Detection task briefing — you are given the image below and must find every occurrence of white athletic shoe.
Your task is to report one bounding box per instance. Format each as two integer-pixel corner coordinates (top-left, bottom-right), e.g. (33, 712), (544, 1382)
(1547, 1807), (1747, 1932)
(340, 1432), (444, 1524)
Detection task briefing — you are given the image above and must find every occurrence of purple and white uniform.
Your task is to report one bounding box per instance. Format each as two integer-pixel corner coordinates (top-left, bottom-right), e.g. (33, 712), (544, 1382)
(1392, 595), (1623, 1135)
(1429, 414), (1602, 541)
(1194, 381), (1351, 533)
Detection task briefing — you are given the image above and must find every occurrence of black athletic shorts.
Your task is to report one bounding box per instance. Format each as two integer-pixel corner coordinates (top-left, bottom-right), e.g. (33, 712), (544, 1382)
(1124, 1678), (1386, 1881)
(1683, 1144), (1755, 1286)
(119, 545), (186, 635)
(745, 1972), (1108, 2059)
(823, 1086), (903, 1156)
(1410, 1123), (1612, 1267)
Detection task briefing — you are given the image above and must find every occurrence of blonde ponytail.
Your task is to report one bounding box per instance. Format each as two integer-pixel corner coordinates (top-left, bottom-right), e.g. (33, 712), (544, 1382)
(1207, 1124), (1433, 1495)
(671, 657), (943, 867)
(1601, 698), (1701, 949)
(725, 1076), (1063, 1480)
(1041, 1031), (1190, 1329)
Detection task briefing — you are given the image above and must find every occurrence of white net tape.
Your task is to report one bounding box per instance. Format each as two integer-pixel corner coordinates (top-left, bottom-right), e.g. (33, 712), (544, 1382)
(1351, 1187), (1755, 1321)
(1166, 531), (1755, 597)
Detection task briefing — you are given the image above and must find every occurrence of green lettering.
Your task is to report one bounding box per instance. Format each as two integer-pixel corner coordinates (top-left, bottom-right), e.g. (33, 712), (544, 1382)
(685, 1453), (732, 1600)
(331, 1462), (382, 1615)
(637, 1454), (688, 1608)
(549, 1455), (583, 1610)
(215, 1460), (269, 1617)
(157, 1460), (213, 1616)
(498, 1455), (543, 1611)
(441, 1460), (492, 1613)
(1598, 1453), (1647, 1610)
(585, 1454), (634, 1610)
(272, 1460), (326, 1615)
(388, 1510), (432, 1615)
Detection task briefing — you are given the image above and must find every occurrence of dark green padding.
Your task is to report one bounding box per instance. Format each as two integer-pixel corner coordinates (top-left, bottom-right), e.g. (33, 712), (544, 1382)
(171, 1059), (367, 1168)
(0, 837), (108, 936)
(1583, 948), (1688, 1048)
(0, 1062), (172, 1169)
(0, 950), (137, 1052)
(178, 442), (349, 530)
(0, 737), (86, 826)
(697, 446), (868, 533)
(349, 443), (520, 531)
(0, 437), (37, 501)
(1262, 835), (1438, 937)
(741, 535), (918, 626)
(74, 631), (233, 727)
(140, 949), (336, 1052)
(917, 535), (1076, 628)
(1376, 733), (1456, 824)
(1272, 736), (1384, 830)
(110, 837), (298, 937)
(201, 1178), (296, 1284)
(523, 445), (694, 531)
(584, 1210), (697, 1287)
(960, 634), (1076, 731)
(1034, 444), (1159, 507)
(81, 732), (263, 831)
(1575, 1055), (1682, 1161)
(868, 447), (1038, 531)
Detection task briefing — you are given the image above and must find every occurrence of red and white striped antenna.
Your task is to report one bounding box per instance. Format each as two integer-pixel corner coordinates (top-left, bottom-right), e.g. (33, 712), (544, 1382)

Exercise requirements
Within the listing above, extract exactly the lines from the line with "of blonde ponytail." to the line with "white striped antenna.", the two named lines included, and no others.

Exercise output
Detection task briefing — you are given the image above and must find every occurrence of blonde ponytail.
Your task is to report one bounding box per instance. Format each as two integer-pixel corner coordinates (top-left, bottom-right), e.g. (33, 712), (544, 1382)
(1207, 1124), (1433, 1495)
(671, 657), (943, 867)
(1601, 698), (1701, 949)
(725, 1076), (1063, 1480)
(1041, 1031), (1190, 1329)
Detection task briefing — you are given the image above and must find every occurrence of white net tape.
Your task is to report one bounding box per instance. Format each as two integer-pixel corner coordinates (top-left, bottom-right), e.g. (33, 712), (544, 1382)
(1351, 1187), (1755, 1321)
(1166, 531), (1755, 597)
Detection task briefing — you are given the image above and must find every occurrence of green lettering.
Your task is to report one bounding box per instance. Format each as two integer-pixel corner coordinates (top-left, bottom-right), e.g. (33, 712), (544, 1382)
(685, 1453), (732, 1600)
(331, 1462), (382, 1615)
(637, 1454), (688, 1608)
(549, 1455), (583, 1610)
(215, 1460), (269, 1617)
(157, 1460), (213, 1616)
(498, 1455), (543, 1611)
(441, 1460), (492, 1613)
(1598, 1453), (1647, 1610)
(585, 1454), (634, 1610)
(272, 1460), (326, 1615)
(388, 1510), (432, 1615)
Detection task briefing — you are given the image above and must find every occurrence of dark green padding.
Your task is to report one bounding box per instance. Format each as two integer-pixel corner coordinates (top-left, bottom-right), e.g. (33, 712), (544, 1382)
(171, 1059), (367, 1168)
(0, 837), (108, 936)
(1583, 948), (1688, 1048)
(0, 1062), (172, 1169)
(0, 950), (137, 1052)
(178, 442), (349, 530)
(0, 737), (86, 826)
(697, 446), (868, 533)
(349, 443), (520, 531)
(0, 437), (37, 501)
(1262, 835), (1438, 937)
(741, 535), (918, 626)
(74, 631), (233, 727)
(140, 949), (336, 1052)
(917, 535), (1076, 628)
(1376, 733), (1456, 824)
(1272, 736), (1384, 830)
(110, 837), (298, 937)
(201, 1178), (296, 1284)
(523, 445), (694, 531)
(584, 1210), (697, 1287)
(960, 634), (1076, 731)
(1034, 444), (1159, 507)
(81, 732), (263, 831)
(1575, 1055), (1682, 1161)
(868, 447), (1038, 531)
Detection task briefing — you are given the image above and must find every occurrence of red and white striped antenna.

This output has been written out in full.